Work item: Below are entries; copy exactly the lines from the one with "of the brick" through the one with "of the downspout", both included, and leave out the rest.

[Region pointing data]
+++

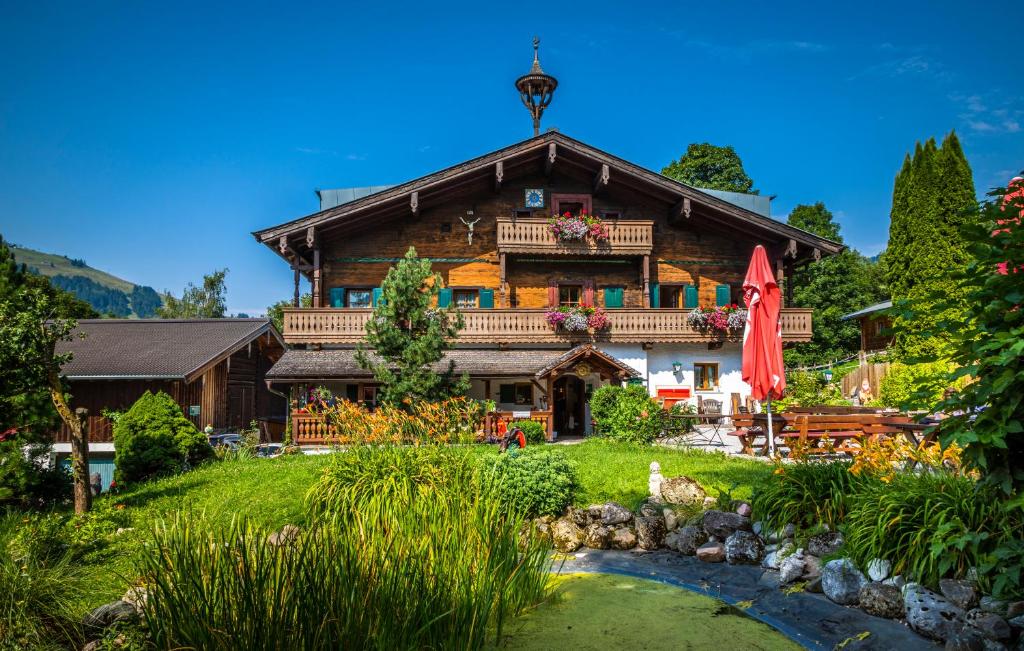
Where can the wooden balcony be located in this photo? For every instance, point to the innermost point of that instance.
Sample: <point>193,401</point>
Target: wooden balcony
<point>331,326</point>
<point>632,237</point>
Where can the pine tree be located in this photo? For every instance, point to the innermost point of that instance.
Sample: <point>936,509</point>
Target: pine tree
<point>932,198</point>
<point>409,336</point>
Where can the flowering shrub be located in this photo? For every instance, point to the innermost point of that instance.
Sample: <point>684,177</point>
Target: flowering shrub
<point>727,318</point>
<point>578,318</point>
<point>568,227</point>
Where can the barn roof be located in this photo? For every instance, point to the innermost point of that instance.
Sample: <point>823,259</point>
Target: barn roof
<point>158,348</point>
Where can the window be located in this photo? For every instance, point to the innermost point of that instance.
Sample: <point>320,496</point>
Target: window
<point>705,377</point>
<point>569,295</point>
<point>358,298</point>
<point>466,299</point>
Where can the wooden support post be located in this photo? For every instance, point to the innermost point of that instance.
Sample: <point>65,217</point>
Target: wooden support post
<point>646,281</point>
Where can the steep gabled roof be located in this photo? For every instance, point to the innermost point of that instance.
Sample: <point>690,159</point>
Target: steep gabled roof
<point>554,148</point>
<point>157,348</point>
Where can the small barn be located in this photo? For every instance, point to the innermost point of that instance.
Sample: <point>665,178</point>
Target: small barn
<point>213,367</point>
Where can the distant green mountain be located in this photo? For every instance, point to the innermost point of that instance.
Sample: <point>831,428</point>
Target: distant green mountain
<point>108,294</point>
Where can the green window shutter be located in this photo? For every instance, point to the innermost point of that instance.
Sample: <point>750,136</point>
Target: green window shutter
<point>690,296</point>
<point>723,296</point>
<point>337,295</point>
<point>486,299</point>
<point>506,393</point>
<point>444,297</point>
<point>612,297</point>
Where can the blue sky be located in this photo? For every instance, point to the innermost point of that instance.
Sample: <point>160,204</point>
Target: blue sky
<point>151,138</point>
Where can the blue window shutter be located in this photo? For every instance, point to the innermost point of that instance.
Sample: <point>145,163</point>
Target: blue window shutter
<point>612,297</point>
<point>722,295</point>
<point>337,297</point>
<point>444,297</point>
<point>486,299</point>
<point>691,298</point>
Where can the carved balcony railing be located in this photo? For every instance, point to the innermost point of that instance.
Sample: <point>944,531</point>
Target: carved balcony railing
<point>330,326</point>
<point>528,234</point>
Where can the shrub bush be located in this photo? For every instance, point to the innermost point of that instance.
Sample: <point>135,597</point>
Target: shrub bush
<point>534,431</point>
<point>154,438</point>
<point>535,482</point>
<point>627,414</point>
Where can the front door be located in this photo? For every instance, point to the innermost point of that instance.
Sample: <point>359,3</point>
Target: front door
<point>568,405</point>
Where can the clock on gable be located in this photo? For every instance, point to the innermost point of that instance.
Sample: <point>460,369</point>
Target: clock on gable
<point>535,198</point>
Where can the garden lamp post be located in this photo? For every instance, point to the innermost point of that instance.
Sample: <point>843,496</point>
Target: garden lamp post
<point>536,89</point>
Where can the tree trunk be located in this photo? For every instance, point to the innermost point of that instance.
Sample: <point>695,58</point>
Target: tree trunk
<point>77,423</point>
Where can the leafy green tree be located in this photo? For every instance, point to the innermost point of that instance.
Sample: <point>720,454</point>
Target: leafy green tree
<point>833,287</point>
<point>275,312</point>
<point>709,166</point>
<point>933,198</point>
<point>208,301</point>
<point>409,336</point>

+++

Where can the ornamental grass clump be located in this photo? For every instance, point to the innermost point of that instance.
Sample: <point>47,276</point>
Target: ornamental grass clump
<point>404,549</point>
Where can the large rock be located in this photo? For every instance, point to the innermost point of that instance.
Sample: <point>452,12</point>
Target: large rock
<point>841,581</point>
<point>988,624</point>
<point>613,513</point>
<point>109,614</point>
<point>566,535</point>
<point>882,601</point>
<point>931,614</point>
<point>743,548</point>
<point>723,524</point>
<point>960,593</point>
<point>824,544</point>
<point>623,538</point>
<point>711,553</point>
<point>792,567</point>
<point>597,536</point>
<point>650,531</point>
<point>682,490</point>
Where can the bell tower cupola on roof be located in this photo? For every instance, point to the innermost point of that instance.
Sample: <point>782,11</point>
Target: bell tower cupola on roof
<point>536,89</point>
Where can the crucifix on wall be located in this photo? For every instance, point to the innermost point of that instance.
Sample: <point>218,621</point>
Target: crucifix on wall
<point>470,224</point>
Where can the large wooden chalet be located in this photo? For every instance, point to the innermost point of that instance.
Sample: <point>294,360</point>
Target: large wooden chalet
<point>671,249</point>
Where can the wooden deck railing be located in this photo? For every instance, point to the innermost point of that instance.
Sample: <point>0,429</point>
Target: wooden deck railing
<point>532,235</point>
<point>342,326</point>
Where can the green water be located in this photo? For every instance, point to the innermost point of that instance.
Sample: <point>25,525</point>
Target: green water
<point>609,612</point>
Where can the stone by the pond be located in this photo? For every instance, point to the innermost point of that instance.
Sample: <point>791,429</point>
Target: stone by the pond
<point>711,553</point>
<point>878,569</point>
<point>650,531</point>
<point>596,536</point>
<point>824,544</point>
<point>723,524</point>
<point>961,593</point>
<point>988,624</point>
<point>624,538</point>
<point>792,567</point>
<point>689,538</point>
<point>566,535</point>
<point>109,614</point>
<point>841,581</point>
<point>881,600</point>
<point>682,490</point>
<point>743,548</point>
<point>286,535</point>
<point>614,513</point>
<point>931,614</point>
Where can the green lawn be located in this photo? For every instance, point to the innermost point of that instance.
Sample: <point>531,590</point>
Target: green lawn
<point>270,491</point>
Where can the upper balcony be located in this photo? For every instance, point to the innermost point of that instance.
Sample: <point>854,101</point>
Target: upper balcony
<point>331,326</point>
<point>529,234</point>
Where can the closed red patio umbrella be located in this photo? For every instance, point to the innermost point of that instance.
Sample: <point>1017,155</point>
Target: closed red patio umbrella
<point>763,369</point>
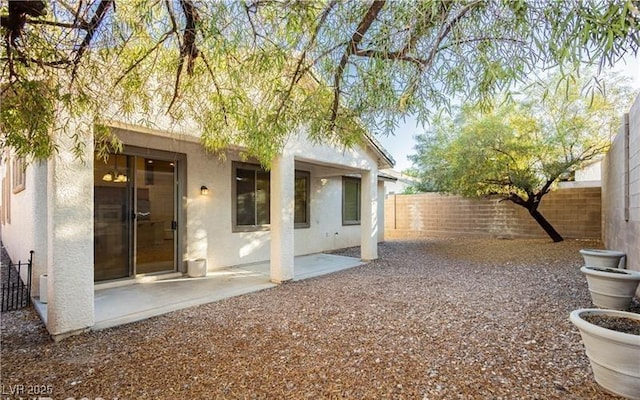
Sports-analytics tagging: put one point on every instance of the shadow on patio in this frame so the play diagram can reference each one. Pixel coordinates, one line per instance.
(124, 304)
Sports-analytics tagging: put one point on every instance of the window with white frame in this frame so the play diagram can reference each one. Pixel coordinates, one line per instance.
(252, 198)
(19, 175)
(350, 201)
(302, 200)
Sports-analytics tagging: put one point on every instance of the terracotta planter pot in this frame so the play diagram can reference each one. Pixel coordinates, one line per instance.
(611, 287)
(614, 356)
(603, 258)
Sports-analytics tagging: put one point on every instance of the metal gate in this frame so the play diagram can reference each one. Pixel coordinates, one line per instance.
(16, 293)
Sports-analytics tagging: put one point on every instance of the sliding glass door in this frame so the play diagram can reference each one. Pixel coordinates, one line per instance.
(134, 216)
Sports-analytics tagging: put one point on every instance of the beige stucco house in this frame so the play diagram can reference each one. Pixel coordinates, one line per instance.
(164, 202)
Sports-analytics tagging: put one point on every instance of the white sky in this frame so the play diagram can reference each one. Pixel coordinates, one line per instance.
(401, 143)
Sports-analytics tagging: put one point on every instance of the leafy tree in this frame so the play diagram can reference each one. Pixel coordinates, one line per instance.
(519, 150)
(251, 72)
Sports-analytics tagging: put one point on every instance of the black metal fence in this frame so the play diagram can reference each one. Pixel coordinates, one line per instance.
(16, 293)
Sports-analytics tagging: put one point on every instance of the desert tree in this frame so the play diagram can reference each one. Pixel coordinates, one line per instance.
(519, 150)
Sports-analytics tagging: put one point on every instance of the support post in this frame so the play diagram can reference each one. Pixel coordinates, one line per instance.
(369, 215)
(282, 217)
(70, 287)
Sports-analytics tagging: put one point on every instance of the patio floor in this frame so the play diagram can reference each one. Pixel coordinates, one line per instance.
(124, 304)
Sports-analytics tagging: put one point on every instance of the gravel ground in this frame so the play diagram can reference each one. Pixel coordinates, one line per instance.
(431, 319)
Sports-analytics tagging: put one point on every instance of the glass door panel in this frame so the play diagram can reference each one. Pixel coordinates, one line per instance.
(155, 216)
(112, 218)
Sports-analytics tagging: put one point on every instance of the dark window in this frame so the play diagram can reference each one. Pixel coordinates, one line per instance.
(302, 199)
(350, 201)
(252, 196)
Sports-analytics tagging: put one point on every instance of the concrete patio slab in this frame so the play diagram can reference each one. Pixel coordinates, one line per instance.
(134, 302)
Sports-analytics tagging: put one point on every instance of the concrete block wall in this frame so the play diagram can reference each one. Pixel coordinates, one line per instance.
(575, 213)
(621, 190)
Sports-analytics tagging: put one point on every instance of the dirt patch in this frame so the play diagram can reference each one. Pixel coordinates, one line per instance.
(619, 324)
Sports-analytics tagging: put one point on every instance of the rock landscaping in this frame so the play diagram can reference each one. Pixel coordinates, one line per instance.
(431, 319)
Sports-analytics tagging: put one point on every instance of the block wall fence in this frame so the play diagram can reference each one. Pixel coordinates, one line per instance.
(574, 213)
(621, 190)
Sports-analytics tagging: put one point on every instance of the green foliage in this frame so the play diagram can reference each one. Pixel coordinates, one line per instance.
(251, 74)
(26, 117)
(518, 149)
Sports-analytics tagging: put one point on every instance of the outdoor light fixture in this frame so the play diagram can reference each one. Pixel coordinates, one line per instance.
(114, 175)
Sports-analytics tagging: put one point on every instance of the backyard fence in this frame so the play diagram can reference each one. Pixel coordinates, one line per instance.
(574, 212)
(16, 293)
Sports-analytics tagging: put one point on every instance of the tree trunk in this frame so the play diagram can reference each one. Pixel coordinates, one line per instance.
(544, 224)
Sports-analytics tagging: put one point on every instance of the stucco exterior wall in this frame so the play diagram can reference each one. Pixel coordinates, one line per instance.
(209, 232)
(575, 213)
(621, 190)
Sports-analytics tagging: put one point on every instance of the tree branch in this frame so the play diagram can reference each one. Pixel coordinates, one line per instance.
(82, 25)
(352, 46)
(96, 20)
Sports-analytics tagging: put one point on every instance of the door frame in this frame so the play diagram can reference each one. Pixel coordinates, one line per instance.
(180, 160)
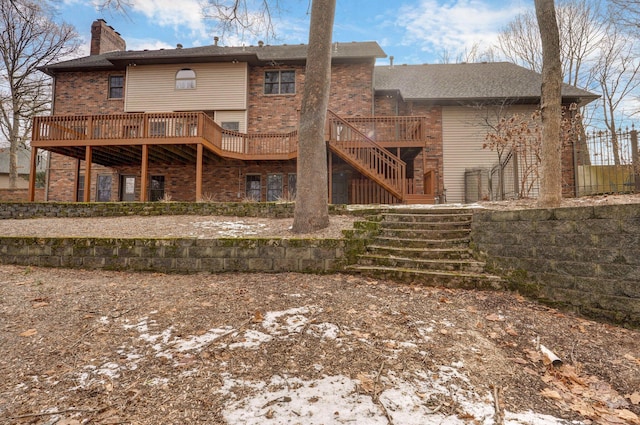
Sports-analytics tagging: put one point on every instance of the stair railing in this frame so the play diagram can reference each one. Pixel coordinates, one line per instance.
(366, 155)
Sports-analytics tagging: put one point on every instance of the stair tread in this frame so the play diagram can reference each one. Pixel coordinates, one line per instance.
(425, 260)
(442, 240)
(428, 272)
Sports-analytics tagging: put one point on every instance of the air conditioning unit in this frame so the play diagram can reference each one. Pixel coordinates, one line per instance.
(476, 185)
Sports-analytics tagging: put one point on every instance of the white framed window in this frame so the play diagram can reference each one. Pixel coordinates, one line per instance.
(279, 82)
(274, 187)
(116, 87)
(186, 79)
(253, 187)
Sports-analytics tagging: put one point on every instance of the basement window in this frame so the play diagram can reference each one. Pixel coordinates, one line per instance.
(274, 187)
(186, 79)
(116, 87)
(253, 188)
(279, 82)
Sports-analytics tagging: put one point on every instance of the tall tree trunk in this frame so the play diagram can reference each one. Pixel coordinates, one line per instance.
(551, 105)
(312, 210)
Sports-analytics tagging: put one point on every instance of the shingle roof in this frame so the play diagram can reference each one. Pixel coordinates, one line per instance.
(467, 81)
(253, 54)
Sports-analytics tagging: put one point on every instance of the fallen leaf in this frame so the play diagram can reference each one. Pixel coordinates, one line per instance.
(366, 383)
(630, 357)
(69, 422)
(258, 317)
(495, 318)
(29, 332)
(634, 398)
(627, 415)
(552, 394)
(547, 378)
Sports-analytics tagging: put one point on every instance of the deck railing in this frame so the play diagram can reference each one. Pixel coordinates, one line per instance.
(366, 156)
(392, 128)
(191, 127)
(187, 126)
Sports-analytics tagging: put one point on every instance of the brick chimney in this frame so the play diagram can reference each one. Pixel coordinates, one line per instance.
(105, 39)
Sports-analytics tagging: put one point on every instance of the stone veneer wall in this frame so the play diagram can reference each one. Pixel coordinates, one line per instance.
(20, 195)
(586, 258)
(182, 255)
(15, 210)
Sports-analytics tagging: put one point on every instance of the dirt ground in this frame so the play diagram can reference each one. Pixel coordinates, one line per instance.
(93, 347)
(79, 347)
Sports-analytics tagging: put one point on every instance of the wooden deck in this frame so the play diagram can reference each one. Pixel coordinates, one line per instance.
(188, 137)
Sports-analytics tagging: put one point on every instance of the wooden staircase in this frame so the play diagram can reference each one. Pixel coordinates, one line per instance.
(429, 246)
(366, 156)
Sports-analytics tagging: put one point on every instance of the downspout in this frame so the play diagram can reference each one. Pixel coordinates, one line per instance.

+++

Written response:
Sports-analytics tagging: put one point on every instance of the brick chimney in this frame so the play diagram can reference each one. Pixel coordinates, one line per instance.
(105, 39)
Sports-analytics tagging: put one point on every instance of the stone veneer wall in this frame so the play diagram can reference each one. Pixel coordinates, one line per instance.
(20, 195)
(586, 258)
(182, 255)
(15, 210)
Sports-analytics tagging: put one point on every instance of the dirt ground in this frame so the play diagram can reference each one. Pixel coordinates, one line per instance.
(93, 347)
(79, 347)
Sports-analytics tagging: put one point on every instance of the wooden deck in this frame so the play diagram can reference each one. Pixel coordinates, one line per instance.
(188, 137)
Sports-analytics tagging: put one point on every instance of the wooden staircase in this frame so the play diagram can reference each one. Pixel coordinates, one line per instance.
(429, 246)
(366, 156)
Sports-analytics tagging: put one point on every instance of the downspout in this frame so the play diagram can reference each one. Pixel coordinates, one line per instance.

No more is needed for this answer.